Exercise ▸
Rewrite the listing from the line with "For the evaluation set, locate the purple flower" up to and including the line with "x=138 y=284", swapping "evaluation set" for "test set" everywhere in that span. Keep everything else unchanged.
[Begin Input data]
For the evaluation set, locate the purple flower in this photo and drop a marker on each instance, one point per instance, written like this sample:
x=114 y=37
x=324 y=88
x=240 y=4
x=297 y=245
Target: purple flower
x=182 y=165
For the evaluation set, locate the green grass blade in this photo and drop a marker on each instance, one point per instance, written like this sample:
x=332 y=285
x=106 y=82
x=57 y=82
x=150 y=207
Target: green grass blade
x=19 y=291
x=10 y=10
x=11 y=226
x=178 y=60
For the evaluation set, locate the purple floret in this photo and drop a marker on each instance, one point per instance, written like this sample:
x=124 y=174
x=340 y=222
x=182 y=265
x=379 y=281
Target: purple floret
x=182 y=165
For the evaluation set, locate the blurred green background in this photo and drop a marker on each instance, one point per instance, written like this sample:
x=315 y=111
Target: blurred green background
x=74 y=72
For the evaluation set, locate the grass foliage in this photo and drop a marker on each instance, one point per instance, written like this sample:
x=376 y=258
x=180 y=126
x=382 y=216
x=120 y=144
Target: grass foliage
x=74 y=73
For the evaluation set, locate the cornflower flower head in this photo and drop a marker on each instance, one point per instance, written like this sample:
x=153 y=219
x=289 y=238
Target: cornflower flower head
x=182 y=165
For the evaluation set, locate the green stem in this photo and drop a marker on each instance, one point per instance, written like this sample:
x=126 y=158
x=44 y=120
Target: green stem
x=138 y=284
[End Input data]
[Begin Input data]
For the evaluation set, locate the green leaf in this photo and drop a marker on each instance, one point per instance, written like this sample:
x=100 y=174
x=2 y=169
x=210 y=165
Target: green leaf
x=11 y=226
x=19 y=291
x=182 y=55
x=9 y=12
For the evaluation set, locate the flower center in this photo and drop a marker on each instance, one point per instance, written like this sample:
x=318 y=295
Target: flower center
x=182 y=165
[End Input data]
Written solution ▸
For the test set, locate the purple flower in this photo and drop a marker on each instance, one point per instance, written like this sample:
x=114 y=37
x=324 y=88
x=240 y=4
x=297 y=245
Target: purple flower
x=182 y=165
For the test set, locate the green grass blade in this photo and drop a marker on each instance, one point per instance, written like this sample:
x=332 y=285
x=106 y=82
x=57 y=82
x=150 y=207
Target: green grass blade
x=19 y=291
x=10 y=10
x=11 y=226
x=178 y=60
For the test set, locate the purple floret in this photo and drop a marker on each instance, one point per instance, written like this sample:
x=124 y=174
x=340 y=222
x=182 y=265
x=379 y=281
Target: purple floret
x=182 y=165
For the test set, locate the blurred green background in this photo and drop a marker on each instance, one point per instance, written like this sample:
x=315 y=111
Target: blurred green background
x=74 y=72
For the test set, locate the grass foliage in this photo and drop a marker on each instance, one point per instance, written like this sample:
x=376 y=258
x=180 y=126
x=382 y=216
x=120 y=144
Target: grass foliage
x=74 y=73
For the test set, locate the cornflower flower head in this photo and drop a marker on each instance, one point per instance, written like this sample:
x=153 y=219
x=289 y=238
Target: cornflower flower head
x=182 y=165
For the test set, locate the green stem in this photo and drop a marker on each instance, one point per instance, written like this sample:
x=126 y=158
x=44 y=120
Target: green stem
x=138 y=284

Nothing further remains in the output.